___ Supplied material ___
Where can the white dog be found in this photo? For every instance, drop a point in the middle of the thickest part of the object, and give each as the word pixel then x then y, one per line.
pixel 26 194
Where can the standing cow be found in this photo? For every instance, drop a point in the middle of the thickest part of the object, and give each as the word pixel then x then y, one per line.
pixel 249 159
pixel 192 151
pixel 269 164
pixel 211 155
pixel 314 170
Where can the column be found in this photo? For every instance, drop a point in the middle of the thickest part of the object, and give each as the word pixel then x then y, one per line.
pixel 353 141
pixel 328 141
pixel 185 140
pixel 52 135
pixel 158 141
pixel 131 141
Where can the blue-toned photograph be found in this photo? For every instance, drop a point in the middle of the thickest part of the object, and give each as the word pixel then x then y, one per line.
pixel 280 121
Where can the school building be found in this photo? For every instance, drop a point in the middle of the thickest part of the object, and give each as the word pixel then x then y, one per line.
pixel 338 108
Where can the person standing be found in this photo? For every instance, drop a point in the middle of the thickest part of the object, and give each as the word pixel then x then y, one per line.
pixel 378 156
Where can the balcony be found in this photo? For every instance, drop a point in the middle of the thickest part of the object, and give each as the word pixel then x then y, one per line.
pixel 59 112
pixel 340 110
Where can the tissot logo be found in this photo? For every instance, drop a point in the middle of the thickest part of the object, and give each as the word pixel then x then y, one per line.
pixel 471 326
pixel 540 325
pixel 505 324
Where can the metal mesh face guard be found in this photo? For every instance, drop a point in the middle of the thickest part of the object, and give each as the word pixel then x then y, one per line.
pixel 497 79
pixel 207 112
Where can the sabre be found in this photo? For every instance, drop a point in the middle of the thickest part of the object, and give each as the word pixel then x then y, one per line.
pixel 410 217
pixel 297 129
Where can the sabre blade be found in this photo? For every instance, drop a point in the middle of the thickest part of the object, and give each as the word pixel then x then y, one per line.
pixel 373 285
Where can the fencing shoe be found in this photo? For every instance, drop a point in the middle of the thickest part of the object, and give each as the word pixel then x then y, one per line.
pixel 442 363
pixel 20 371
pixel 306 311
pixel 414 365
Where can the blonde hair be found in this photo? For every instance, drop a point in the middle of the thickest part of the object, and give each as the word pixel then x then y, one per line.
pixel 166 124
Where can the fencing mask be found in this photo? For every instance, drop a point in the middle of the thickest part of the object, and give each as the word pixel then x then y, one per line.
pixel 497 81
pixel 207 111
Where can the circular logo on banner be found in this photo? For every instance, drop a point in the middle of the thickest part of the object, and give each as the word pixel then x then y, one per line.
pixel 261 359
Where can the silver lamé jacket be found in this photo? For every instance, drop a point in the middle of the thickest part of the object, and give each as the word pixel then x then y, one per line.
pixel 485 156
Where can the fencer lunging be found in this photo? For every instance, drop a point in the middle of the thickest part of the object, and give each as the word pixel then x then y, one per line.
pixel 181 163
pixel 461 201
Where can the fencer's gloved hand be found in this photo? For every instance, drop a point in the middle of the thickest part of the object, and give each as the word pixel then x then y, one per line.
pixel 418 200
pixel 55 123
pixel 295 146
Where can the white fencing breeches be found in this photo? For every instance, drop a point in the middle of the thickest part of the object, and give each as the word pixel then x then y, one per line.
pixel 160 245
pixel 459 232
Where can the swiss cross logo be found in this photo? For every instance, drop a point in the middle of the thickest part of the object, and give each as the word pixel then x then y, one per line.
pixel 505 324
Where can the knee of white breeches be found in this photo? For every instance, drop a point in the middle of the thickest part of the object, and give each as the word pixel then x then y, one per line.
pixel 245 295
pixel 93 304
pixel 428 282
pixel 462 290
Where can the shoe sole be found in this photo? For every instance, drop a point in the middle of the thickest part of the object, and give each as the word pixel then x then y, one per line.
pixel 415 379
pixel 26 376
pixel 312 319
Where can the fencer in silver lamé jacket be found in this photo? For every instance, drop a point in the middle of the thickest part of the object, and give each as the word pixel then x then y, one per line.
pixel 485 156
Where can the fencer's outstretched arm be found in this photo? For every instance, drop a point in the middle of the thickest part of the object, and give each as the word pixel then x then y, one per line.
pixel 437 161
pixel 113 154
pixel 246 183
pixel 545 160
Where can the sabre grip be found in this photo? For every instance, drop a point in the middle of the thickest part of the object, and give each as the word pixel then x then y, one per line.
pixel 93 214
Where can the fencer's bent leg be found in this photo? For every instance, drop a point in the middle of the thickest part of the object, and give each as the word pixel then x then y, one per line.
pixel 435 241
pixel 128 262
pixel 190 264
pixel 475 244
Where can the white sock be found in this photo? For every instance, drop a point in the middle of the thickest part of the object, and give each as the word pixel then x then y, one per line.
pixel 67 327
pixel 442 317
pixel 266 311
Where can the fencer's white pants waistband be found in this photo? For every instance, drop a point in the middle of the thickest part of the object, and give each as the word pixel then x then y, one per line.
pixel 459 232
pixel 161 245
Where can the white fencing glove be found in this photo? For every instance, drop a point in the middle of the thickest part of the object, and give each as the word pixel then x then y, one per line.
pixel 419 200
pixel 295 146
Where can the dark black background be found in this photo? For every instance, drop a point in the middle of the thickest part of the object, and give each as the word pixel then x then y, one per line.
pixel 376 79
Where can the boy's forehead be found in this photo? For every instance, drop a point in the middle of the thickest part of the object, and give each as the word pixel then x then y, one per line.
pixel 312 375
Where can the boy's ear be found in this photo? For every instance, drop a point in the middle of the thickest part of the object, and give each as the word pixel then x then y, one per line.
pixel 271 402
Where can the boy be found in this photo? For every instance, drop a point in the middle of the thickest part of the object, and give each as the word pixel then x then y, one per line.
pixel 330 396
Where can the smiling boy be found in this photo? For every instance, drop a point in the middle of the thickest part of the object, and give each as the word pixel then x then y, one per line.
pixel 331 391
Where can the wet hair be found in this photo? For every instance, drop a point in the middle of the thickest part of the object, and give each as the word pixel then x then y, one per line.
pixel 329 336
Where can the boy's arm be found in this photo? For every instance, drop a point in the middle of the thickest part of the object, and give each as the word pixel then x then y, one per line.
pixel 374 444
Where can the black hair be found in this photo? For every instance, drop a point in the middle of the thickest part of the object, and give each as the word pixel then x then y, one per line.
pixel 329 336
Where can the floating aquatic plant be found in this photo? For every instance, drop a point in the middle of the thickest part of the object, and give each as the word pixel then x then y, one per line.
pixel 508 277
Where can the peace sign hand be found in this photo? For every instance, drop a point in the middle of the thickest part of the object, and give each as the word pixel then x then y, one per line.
___
Directions >> The records above need to be transcribed in full. Keep every character unchanged.

Solved exercise >>
Where can the white dog be found in this photo? For every instance, drop a point in the middle of the thickest part of the object, and give each as the word pixel then x then y, one per line.
pixel 26 194
Where can the standing cow be found in this photo? For every instance, drop a point in the middle of the thickest part of the object, and give each as the word pixel then x then y, one per line.
pixel 249 159
pixel 192 151
pixel 269 164
pixel 211 155
pixel 314 170
Where can the column be found in this photo? For every instance, drop a point in the middle of the thickest part of the object, and give each as the word pixel then x then y, one per line.
pixel 353 141
pixel 328 141
pixel 185 140
pixel 52 135
pixel 158 141
pixel 131 141
Where can the blue-toned photograph be found in this photo? For every instance, drop a point in the middle of the thickest part of the object, and give each as the word pixel then x then y, one per line.
pixel 280 121
Where can the school building be found in this photo? For every instance, drop a point in the middle of the thickest part of the object, and give each as the word pixel then x then y, one per line.
pixel 338 108
Where can the person standing be found in this photo? For every instance, drop a point in the middle of the thickest part of the object, and give each as the word pixel then x then y, one per line.
pixel 378 156
Where can the balcony be found in this photo? For every instance, drop a point in the middle of the thickest part of the object, and give each as the word pixel then x then y, one per line.
pixel 59 112
pixel 340 110
Where can the tissot logo be found in this photo? For every instance, drop a point in the middle of the thickest part of the object, and give each as the word pixel then x then y, one per line.
pixel 471 326
pixel 540 325
pixel 505 324
Where can the metal mesh face guard be found in this photo? For every instance, drop a point in the middle of the thickest part of the object, and give each as the word pixel then x then y, one per line.
pixel 497 79
pixel 207 112
Where can the sabre be found in this photo? For every instance, drop a point in the middle of the thickest part of the object, and give each as the word pixel then x then y, one per line.
pixel 410 217
pixel 297 129
Where can the sabre blade be found in this photo? For every instance, drop a point in the middle of the thickest part of the object, and give each as the word pixel then x then y, one per line.
pixel 373 285
Where can the fencing shoe be found in this photo? For every instance, drop a point in the middle of the thickest part of the object, and give each as the word pixel then x then y, one per line.
pixel 442 363
pixel 20 371
pixel 306 311
pixel 414 365
Where can the blonde hair be found in this photo? For every instance, drop a point in the middle of the thickest part of the object, and give each as the word pixel then x then y, one per line.
pixel 166 124
Where can the fencing mask be found in this photo? For every instance, drop a point in the middle of the thickest part of the object, and give each as the word pixel then x then y, one per line.
pixel 497 81
pixel 207 111
Where can the circular logo on banner be found in this photo? For every instance, drop a point in the middle of the thickest part of the object, and give each as the word pixel then x then y, one per line.
pixel 261 359
Where can the silver lamé jacket be found in this photo? For every instance, drop a point in the middle of the thickest part of the object, and give each as the word pixel then x then y, one per line.
pixel 485 156
Where can the fencer lunging be found in this photo? For every instance, drop a point in the middle of the thickest part of the object, and give each as the word pixel then x then y, one per line.
pixel 181 163
pixel 461 201
Where can the fencer's gloved hand be found in this photo? For every instance, drop a point in the middle of the thickest part of the object, and give each as the word pixel then x then y, one per line.
pixel 418 200
pixel 55 123
pixel 295 146
Where can the white fencing breeches be found in this photo? For every instance, drop a point in the middle of the thickest part of the object, and give each as the word pixel then x then y, one per line.
pixel 160 245
pixel 459 232
Where can the swiss cross logo be found in this photo? For every instance, drop a point in the middle of the thickest part of the object, and give each as the word pixel then x then y, one per line.
pixel 505 324
Where can the knee of white breeches be found in this photo? For every instance, drop a point in the middle of the thickest part of the object, and give each as the word pixel then x then y, one per line.
pixel 245 295
pixel 93 304
pixel 428 282
pixel 462 290
Where can the shoe sole be found in this photo? For every instance, drop a point in the middle of the thickest part of the object, and give each as the word pixel then x then y, one per line.
pixel 415 379
pixel 26 376
pixel 312 319
Where can the fencer in silver lamé jacket be found in this photo? For every instance, drop a point in the middle of the thickest part of the object, and give each as the word pixel then x then y, one per line.
pixel 485 156
Where can the fencer's outstretched arm be found in this photo? For every instance, drop a point in the middle of the thickest part of the object, and give each as the word pixel then x then y, one per line.
pixel 437 161
pixel 113 154
pixel 246 183
pixel 545 160
Where can the sabre grip be found in this photo? For every instance, drop a point in the middle of the thickest part of the object, and give each as the word pixel then x then y, one per line.
pixel 93 214
Where can the fencer's bent leg be found in this photo? For every instance, drop a point in the middle of the thickest part of the object, and give each as the word pixel then x then y, one per line.
pixel 435 241
pixel 128 262
pixel 190 264
pixel 475 244
Where can the white sock be found in this photo? For every instance, drop a point in the middle of the thickest part of the object, and give each as the word pixel then x then y, one per line.
pixel 67 327
pixel 442 317
pixel 266 311
Where can the fencer's white pants waistband be found in this photo? For every instance, drop a point in the middle of the thickest part of the object, and give each as the word pixel then x then y, one per line.
pixel 459 232
pixel 161 245
Where can the white fencing glove be found in this photo? For every instance, drop a point in the middle of the thickest part of the object, and give each as the word pixel then x then y, one per line.
pixel 419 200
pixel 295 146
Where can the dark black background be found in this photo? For every instance, drop a point in the middle of the thickest part of the object, and give each as the word pixel then x then y, one per line.
pixel 376 79
Where can the boy's forehead be found in this photo? For every instance, drop a point in the middle of the thickest part of the object, and give each as the word pixel then x then y, one per line.
pixel 312 375
Where can the boy's ear be found in this photo? For every instance, drop a point in the middle of the thickest part of the object, and give each as the word pixel then x then y, one per line.
pixel 271 402
Where can the boy be found in this photo? For every instance, drop a point in the middle of the thickest part of the object, and give each as the word pixel then x then y, one per line.
pixel 330 396
Where can the smiling boy be found in this photo? For every instance, drop a point in the middle of the thickest part of the object, and give each as the word pixel then x then y, one per line.
pixel 331 391
Where can the wet hair be found in this photo? For every instance, drop a point in the middle of the thickest part of the object, and give each as the word pixel then x then y, one per line.
pixel 329 336
Where can the boy's arm be found in this photo? For every instance, drop a point in the middle of the thickest part of the object, and give each as the word pixel then x then y, one per line.
pixel 374 444
Where can the black hair be found in this photo? For every instance, drop a point in the middle of the thickest part of the object, and give each as the word pixel then x then y, one per line.
pixel 329 336
Where can the floating aquatic plant be found in this photo? For every instance, drop a point in the middle of the thickest part of the object, and give each as the word pixel then x then y, one per line.
pixel 508 277
Where can the peace sign hand be found in this photo? For every instance, drop a point in the middle of the thickest part of the object, and give each as the word pixel then x then y, one per line.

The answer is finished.